* _Point placement records_:
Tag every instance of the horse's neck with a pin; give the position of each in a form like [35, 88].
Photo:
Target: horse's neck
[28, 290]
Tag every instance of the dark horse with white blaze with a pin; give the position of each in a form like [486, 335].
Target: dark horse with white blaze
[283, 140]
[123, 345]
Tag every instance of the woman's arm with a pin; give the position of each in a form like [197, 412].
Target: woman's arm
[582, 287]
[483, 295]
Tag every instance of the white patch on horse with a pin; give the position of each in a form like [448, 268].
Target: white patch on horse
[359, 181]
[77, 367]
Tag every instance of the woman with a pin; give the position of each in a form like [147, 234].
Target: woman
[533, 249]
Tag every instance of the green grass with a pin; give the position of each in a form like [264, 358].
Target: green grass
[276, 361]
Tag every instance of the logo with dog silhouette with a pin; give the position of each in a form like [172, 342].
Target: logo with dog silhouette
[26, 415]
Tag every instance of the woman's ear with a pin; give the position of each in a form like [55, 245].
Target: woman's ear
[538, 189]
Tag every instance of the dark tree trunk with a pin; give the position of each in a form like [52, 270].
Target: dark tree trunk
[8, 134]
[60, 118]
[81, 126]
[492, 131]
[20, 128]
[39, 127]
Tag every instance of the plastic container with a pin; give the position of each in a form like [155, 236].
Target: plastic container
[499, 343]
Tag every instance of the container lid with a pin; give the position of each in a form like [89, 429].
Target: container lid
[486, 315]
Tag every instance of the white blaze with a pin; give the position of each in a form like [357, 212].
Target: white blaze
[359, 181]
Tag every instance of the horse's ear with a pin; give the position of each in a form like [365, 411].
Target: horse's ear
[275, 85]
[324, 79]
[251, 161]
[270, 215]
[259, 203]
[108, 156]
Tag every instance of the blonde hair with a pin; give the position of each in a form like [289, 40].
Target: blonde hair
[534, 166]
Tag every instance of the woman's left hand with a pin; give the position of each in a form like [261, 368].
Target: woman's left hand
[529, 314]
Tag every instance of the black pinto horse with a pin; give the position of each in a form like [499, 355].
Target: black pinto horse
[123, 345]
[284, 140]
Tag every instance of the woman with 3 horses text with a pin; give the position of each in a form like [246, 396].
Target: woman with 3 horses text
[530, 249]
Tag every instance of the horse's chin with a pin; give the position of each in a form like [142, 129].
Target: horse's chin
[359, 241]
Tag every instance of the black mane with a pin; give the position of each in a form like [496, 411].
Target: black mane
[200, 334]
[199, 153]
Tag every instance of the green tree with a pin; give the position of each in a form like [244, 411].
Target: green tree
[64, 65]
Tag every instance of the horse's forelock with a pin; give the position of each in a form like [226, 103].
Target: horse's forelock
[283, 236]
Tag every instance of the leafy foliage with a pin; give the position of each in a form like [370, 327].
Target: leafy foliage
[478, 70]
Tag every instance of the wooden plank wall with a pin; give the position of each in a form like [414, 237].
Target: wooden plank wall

* _Exercise_: Extract the listing in its entirety, matching it exactly.

* _Output of the task_:
Tag every instance of the horse's neck with a pin; give the position of each in a form like [35, 88].
Photo:
Target: horse's neck
[28, 290]
Tag every instance of the dark horse with white blaze with a pin; give the position of each in a form like [486, 335].
Target: dark horse with white blaze
[283, 140]
[123, 345]
Tag every instance of the woman's arm with a pin; give the position of each in a form like [197, 412].
Target: woman's arm
[582, 287]
[483, 295]
Tag every instance of the white patch on horse with a pin; give the position of each in a form like [448, 268].
Target: white patch on horse
[359, 181]
[77, 367]
Tag every instance of the woman with a pin; give the position of each in a form like [147, 234].
Target: woman
[533, 249]
Tag every instance of the green grass with a pin; give the position of each in a form like [264, 358].
Target: green grass
[276, 361]
Tag every instance of the logo with dog silhouette with a pin; give the position of each in a form like [172, 342].
Target: logo with dog silhouette
[26, 415]
Tag every instance of the woman's ear with a pin; give the position of each in a form like [55, 245].
Target: woman's ear
[538, 189]
Tag every instance of the dark tree trunk with a pin; give the position of each in a form like [52, 270].
Target: dark tree trunk
[8, 134]
[60, 118]
[81, 126]
[492, 131]
[20, 128]
[39, 127]
Tag every instance of the plastic container with a pin; give the position of each in a form like [155, 236].
Target: plastic container
[499, 343]
Tag every instance of the container lid with a pin; give the position of each in a form like [89, 429].
Target: container lid
[486, 315]
Tag every instance of the white blaze with a pin; give the position of each in a form like [357, 212].
Target: white blaze
[359, 181]
Tag every instance of the horse's ear with a pin; give the position of each in a form like [365, 411].
Target: horse's ear
[275, 85]
[324, 79]
[251, 161]
[270, 215]
[259, 203]
[108, 156]
Tag every instance of the blonde hair with a pin; give the position of each in a form like [289, 40].
Target: blonde hair
[534, 166]
Tag every instance of the woman's left hand with a pin; give the position of each in a form like [261, 368].
Target: woman's left hand
[529, 314]
Tag every instance of the black pinto horse with a pin; give the position of each in a form like [499, 355].
Target: black pinto horse
[123, 345]
[284, 140]
Tag every instance of the woman with 3 horses text with a pin; give the position of each in a form like [246, 396].
Target: woman with 3 horses text
[530, 249]
Tag every instance of the horse's chin with a pin; give the position of each in a form like [142, 129].
Target: horse's chin
[359, 241]
Tag every instance of the black mane with a pin; give the position of each in a form like [496, 411].
Target: black mane
[200, 334]
[199, 153]
Tag every instance of the green tree with a pin; give the position of each in a form like [244, 411].
Target: green tree
[64, 65]
Tag every instance of the horse's forelock with a pin; give the position of each in a form like [226, 103].
Target: horse's forelock
[283, 236]
Tag every instance of the leafy foliage with a pin; give the position of each in a form like [370, 327].
Target: leafy foliage
[478, 70]
Tag every instance of the wooden plank wall with a pin; give the position of each in a form like [414, 237].
Target: wooden plank wall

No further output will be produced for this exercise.